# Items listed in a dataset
◆ ◆ ◆ ◆ ◆

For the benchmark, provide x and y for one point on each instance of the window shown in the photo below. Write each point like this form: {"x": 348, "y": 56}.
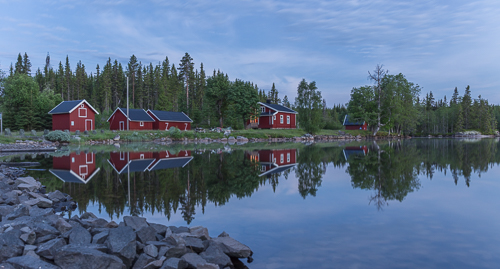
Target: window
{"x": 82, "y": 112}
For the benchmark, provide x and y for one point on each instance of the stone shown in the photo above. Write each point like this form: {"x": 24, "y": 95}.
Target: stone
{"x": 151, "y": 250}
{"x": 195, "y": 244}
{"x": 146, "y": 234}
{"x": 233, "y": 248}
{"x": 200, "y": 232}
{"x": 10, "y": 244}
{"x": 63, "y": 226}
{"x": 172, "y": 263}
{"x": 78, "y": 257}
{"x": 50, "y": 248}
{"x": 121, "y": 242}
{"x": 193, "y": 260}
{"x": 135, "y": 223}
{"x": 80, "y": 236}
{"x": 215, "y": 254}
{"x": 142, "y": 261}
{"x": 100, "y": 238}
{"x": 30, "y": 262}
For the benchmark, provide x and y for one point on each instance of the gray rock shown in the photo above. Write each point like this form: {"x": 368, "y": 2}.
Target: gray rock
{"x": 63, "y": 226}
{"x": 135, "y": 223}
{"x": 155, "y": 264}
{"x": 151, "y": 250}
{"x": 146, "y": 234}
{"x": 50, "y": 248}
{"x": 172, "y": 263}
{"x": 80, "y": 236}
{"x": 200, "y": 232}
{"x": 10, "y": 245}
{"x": 215, "y": 254}
{"x": 193, "y": 260}
{"x": 78, "y": 257}
{"x": 195, "y": 244}
{"x": 100, "y": 238}
{"x": 233, "y": 248}
{"x": 121, "y": 242}
{"x": 142, "y": 261}
{"x": 30, "y": 262}
{"x": 56, "y": 196}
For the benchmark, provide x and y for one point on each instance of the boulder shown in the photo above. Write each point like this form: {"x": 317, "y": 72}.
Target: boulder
{"x": 134, "y": 222}
{"x": 78, "y": 257}
{"x": 30, "y": 262}
{"x": 121, "y": 242}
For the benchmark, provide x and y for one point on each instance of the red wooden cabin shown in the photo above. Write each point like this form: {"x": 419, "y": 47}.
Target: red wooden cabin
{"x": 354, "y": 125}
{"x": 138, "y": 120}
{"x": 165, "y": 120}
{"x": 73, "y": 115}
{"x": 75, "y": 168}
{"x": 273, "y": 116}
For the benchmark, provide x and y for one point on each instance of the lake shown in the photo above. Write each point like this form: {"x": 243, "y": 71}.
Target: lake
{"x": 418, "y": 203}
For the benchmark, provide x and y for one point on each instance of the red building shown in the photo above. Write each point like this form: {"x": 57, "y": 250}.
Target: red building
{"x": 73, "y": 115}
{"x": 138, "y": 120}
{"x": 165, "y": 120}
{"x": 273, "y": 116}
{"x": 274, "y": 161}
{"x": 358, "y": 125}
{"x": 75, "y": 168}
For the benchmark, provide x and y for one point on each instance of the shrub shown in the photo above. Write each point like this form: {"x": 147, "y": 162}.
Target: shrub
{"x": 58, "y": 136}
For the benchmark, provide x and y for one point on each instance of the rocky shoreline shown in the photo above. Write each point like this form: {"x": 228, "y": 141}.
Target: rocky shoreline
{"x": 35, "y": 234}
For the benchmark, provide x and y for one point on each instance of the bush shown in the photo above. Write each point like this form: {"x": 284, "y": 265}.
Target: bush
{"x": 58, "y": 136}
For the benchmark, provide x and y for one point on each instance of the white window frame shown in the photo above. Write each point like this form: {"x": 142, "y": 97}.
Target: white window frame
{"x": 80, "y": 110}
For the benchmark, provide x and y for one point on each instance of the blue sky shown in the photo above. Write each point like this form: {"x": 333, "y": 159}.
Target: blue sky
{"x": 437, "y": 44}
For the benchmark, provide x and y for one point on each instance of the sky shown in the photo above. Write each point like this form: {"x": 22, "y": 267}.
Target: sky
{"x": 436, "y": 44}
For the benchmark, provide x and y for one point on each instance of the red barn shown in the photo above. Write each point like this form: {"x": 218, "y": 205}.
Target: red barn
{"x": 273, "y": 116}
{"x": 75, "y": 168}
{"x": 165, "y": 120}
{"x": 274, "y": 161}
{"x": 358, "y": 125}
{"x": 138, "y": 120}
{"x": 73, "y": 115}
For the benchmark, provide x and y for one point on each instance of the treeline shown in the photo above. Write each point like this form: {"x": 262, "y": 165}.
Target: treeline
{"x": 208, "y": 100}
{"x": 393, "y": 104}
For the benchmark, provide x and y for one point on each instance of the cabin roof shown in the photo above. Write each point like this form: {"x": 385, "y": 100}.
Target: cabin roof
{"x": 278, "y": 108}
{"x": 68, "y": 107}
{"x": 170, "y": 116}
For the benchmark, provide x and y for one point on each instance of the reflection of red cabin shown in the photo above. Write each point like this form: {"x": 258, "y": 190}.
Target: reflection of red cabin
{"x": 73, "y": 115}
{"x": 148, "y": 161}
{"x": 273, "y": 116}
{"x": 76, "y": 168}
{"x": 274, "y": 161}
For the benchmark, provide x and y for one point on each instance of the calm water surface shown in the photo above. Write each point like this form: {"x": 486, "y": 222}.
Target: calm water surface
{"x": 421, "y": 203}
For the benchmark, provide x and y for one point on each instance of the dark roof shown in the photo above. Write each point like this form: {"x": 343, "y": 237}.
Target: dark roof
{"x": 171, "y": 163}
{"x": 69, "y": 106}
{"x": 278, "y": 108}
{"x": 347, "y": 121}
{"x": 137, "y": 114}
{"x": 170, "y": 116}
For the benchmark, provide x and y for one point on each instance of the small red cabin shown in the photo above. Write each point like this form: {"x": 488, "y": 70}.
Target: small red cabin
{"x": 358, "y": 125}
{"x": 73, "y": 115}
{"x": 138, "y": 120}
{"x": 75, "y": 168}
{"x": 273, "y": 116}
{"x": 165, "y": 120}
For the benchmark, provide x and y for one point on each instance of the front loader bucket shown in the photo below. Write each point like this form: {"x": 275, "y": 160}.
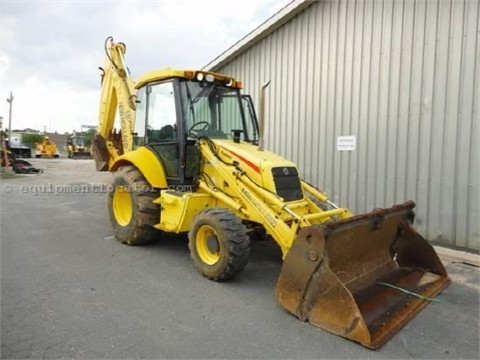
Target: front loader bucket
{"x": 81, "y": 155}
{"x": 362, "y": 278}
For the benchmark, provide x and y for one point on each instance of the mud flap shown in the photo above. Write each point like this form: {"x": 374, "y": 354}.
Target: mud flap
{"x": 362, "y": 278}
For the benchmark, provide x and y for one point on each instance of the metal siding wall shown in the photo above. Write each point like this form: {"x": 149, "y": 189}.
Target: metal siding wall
{"x": 400, "y": 75}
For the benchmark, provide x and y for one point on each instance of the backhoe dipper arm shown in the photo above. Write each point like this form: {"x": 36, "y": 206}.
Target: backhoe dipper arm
{"x": 117, "y": 91}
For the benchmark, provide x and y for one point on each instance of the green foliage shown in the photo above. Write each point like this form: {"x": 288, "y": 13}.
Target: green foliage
{"x": 32, "y": 138}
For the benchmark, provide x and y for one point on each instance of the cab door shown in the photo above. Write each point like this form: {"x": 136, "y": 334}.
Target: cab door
{"x": 156, "y": 126}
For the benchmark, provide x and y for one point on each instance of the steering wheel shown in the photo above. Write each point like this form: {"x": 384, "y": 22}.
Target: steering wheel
{"x": 195, "y": 128}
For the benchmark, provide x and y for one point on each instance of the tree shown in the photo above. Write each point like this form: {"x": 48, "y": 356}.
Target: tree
{"x": 32, "y": 138}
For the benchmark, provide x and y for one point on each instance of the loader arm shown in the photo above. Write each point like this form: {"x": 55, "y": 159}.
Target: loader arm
{"x": 117, "y": 92}
{"x": 252, "y": 202}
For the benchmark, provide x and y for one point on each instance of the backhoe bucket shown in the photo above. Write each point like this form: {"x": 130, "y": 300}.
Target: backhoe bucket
{"x": 362, "y": 278}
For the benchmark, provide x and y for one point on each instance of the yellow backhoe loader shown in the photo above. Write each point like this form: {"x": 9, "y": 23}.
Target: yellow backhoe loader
{"x": 77, "y": 149}
{"x": 189, "y": 158}
{"x": 46, "y": 149}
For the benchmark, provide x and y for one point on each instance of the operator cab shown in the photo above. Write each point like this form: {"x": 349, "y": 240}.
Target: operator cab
{"x": 173, "y": 113}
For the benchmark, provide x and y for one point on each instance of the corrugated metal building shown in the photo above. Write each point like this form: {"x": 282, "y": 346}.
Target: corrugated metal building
{"x": 377, "y": 103}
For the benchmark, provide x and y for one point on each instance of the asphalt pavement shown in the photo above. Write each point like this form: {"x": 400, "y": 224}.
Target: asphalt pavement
{"x": 69, "y": 290}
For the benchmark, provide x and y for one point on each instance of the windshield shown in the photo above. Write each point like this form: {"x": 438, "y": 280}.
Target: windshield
{"x": 214, "y": 110}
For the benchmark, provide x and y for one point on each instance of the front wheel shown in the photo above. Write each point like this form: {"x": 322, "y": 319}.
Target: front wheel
{"x": 132, "y": 211}
{"x": 219, "y": 244}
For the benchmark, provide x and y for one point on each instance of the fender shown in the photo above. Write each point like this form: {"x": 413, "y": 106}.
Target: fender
{"x": 148, "y": 164}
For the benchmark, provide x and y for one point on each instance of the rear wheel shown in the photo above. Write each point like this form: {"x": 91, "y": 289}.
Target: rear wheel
{"x": 131, "y": 208}
{"x": 219, "y": 244}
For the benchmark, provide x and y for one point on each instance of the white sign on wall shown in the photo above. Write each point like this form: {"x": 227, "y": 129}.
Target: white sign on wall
{"x": 346, "y": 143}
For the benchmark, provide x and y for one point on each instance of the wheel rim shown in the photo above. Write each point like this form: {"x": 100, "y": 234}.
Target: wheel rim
{"x": 207, "y": 244}
{"x": 122, "y": 205}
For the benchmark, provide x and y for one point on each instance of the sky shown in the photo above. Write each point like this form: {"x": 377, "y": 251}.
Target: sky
{"x": 50, "y": 51}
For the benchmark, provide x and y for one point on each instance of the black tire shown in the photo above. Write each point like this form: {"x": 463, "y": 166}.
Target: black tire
{"x": 219, "y": 244}
{"x": 131, "y": 208}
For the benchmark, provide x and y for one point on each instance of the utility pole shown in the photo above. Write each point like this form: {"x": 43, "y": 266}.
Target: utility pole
{"x": 4, "y": 146}
{"x": 10, "y": 101}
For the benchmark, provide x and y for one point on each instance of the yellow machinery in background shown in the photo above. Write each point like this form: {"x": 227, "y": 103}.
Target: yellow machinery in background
{"x": 77, "y": 149}
{"x": 46, "y": 149}
{"x": 189, "y": 158}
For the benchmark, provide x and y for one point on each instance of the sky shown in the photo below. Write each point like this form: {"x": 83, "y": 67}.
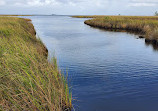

◆ ◆ ◆ ◆ ◆

# What this task involves
Show each line of the records above that contains the word "asphalt", treating uppercase and lowercase letters as different.

# Solution for this exercise
For the benchmark, provide x and y for one point on each instance of the asphalt pavement shown in the photo above. Write each point like this form: {"x": 400, "y": 224}.
Target: asphalt pavement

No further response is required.